* start *

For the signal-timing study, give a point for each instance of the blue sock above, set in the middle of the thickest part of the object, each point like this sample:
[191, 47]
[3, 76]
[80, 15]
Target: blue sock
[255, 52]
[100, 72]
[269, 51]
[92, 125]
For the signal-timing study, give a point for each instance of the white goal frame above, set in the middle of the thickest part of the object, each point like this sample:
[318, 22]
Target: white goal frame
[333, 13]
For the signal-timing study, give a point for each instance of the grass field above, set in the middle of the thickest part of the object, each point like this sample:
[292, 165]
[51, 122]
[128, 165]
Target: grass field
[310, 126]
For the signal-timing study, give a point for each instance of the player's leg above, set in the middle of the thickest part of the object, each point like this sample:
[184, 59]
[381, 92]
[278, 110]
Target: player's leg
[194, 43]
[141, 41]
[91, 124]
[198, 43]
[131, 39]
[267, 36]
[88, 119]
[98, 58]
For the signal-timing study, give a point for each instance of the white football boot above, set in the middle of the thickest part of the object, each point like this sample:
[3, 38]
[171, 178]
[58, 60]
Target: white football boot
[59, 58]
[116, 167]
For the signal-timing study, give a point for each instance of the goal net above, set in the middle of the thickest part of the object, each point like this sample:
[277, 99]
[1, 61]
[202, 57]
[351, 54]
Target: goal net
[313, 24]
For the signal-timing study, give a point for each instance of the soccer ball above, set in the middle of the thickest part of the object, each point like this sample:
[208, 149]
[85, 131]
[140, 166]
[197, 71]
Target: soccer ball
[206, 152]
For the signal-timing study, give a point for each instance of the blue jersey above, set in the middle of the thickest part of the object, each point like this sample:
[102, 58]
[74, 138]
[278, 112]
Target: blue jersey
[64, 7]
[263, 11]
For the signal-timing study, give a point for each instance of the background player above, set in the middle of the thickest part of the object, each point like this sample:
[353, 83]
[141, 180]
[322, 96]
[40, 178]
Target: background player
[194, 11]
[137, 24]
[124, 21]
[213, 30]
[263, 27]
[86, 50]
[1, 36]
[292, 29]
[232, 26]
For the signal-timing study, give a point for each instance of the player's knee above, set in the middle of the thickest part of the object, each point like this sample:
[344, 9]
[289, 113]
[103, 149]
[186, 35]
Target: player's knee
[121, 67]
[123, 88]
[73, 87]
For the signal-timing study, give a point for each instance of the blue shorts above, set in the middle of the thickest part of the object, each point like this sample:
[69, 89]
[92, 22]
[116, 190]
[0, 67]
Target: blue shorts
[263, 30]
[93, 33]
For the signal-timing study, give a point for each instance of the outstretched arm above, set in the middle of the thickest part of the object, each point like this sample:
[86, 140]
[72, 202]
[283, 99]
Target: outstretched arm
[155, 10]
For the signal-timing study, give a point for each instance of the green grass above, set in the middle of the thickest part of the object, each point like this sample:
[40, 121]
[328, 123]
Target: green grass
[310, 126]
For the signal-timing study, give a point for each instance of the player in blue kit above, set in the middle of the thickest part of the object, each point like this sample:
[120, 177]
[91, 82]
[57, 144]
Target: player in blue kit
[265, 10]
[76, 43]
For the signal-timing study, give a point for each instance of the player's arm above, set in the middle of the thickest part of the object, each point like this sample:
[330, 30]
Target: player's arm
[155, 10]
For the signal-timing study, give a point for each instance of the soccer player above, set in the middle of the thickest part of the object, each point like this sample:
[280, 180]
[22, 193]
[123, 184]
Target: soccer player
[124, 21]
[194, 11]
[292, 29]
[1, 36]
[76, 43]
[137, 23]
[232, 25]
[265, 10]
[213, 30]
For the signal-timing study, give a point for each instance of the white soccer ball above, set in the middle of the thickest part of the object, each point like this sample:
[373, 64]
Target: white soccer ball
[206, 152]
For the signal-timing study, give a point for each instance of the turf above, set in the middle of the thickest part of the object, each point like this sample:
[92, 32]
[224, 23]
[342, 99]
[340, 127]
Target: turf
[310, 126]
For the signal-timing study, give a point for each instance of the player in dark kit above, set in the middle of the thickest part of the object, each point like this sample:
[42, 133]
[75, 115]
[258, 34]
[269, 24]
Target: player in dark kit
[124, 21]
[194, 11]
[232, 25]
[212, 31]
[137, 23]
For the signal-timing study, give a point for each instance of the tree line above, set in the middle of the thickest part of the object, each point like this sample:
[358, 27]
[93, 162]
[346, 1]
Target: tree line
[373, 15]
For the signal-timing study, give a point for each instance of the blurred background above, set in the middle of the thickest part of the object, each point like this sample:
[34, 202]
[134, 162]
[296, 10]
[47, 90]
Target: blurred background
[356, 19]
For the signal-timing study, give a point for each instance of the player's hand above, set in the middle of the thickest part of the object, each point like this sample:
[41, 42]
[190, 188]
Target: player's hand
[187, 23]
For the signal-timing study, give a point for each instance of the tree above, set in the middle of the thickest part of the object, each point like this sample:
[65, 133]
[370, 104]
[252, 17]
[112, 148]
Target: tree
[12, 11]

* end *

» **WHAT IS ASKED**
All of the records must be retyped exactly as they are.

» **WRITTEN SOLUTION**
For the signal-timing study, give a point for each instance of the blue sock above, set in the middle of the thickest part of the object, each point like this sample:
[191, 47]
[3, 76]
[80, 15]
Target: blue sock
[255, 52]
[100, 72]
[269, 51]
[92, 125]
For the signal-timing study, give a point for each instance of the white goal frame above, set in the middle of the thickest part of the object, each point like this sample:
[318, 22]
Target: white goal frame
[333, 13]
For the signal-timing study, give a point for each instance of the grass field above, set in the middle of the thickest part of the object, each point like this sample:
[292, 165]
[51, 122]
[128, 165]
Target: grass field
[310, 126]
For the signal-timing study, give a point for each instance of the player's leg above, set in the middle of the thickest part of the object, each point like this sample:
[184, 59]
[381, 92]
[278, 110]
Target: player's leg
[194, 43]
[141, 41]
[91, 124]
[198, 43]
[131, 39]
[267, 36]
[88, 119]
[98, 58]
For the signal-timing study, give a point for each instance of the white football boot above, set in the middle of the thickest part of the object, each point like this sample:
[3, 38]
[171, 178]
[58, 60]
Target: white football boot
[59, 58]
[116, 167]
For the signal-timing study, give a point for each instance of the goal net above, set in the middle of the thickest part of the object, each point like this sample:
[277, 99]
[1, 61]
[202, 57]
[351, 54]
Target: goal net
[313, 24]
For the signal-timing study, give a point for each instance of the soccer ball above, set in the middle of the thickest part of the object, each point like this sample:
[208, 149]
[85, 131]
[140, 166]
[197, 71]
Target: soccer ball
[206, 152]
For the signal-timing study, give a point for each instance of the blue jersey above, set in the middle of the thickest part of the object, each point like this sample:
[102, 58]
[74, 138]
[278, 112]
Target: blue jersey
[64, 7]
[263, 11]
For the signal-timing study, give a point for each instance of the background player above, set in the middle of the thickest part of the object, each point like this sample:
[353, 83]
[141, 180]
[322, 96]
[40, 178]
Target: background player
[194, 11]
[137, 24]
[124, 21]
[213, 30]
[263, 27]
[86, 50]
[1, 36]
[292, 29]
[232, 26]
For the signal-timing study, give a point for each instance of the player's knee above, set in the middle of the thickest part of the object, each point like this sample:
[344, 9]
[289, 113]
[103, 149]
[186, 35]
Target: player's knee
[121, 67]
[123, 88]
[73, 87]
For the signal-timing study, give a point for each instance of the blue shorts above, set in the middle of the thickest part of the object, each point like this sample:
[69, 89]
[92, 22]
[116, 190]
[0, 67]
Target: blue shorts
[263, 30]
[93, 33]
For the signal-timing study, give a point for each instance of the outstretched arm above, set in the middle of the thickest part of the object, each point like this sample:
[86, 140]
[72, 202]
[283, 99]
Target: outstretched arm
[155, 10]
For the signal-timing study, give a point for each instance of the green grass above, set in the middle of the thickest part of the object, each point like this sample:
[40, 121]
[328, 123]
Target: green grass
[310, 126]
For the signal-timing study, give a point for each instance of the player in blue kit above, set in the middle of the thickest part of the object, each point like this sample:
[120, 177]
[91, 82]
[57, 144]
Target: player in blue kit
[265, 10]
[76, 43]
For the signal-timing study, give a point for each instance of the player's arm above, set in the middle of the thickest part of the object, each point like this sample:
[330, 30]
Target: player's arm
[155, 10]
For the signal-timing study, give a point for each instance of the soccer player above, set in the middle of the thickest part of the object, each point like this sample:
[280, 180]
[22, 193]
[123, 184]
Target: soccer player
[124, 21]
[194, 11]
[292, 29]
[1, 36]
[76, 43]
[137, 23]
[232, 25]
[265, 10]
[213, 30]
For the signal-timing study, give a point for each instance of the white soccer ball above, set in the middle of the thickest part of the object, each point like this sample:
[373, 64]
Target: white soccer ball
[206, 152]
For the signal-timing study, give a point for each instance of the turf above, set in the middle of the thickest part of the object, each point like this sample:
[92, 32]
[224, 23]
[342, 99]
[340, 127]
Target: turf
[310, 126]
For the signal-timing study, give a point for each instance of the player in dark kit above, set in the middle of the thickest part of the object, each point like this sample:
[42, 133]
[75, 115]
[258, 34]
[269, 24]
Target: player in dark kit
[124, 21]
[194, 11]
[232, 25]
[212, 31]
[137, 23]
For the signal-timing study, give a point for each instance of the tree line above, set in the middle of the thickest part of the object, each point like this sample:
[358, 27]
[93, 162]
[346, 1]
Target: tree line
[373, 15]
For the signal-timing study, give a point for each instance of the blurred background above, set in the middle of the thickest part of the object, each point like this sample:
[34, 202]
[134, 162]
[296, 10]
[47, 90]
Target: blurred background
[356, 19]
For the signal-timing study, give a point for each instance of the player's hand above, set in the middle of the thickest part of the object, each point like this sample:
[41, 42]
[190, 188]
Target: player's hand
[187, 23]
For the signal-timing study, give a point for each instance of the tree above, set in the middle of the thickest part of the object, each point like this sample:
[65, 133]
[370, 104]
[252, 17]
[112, 148]
Target: tree
[12, 11]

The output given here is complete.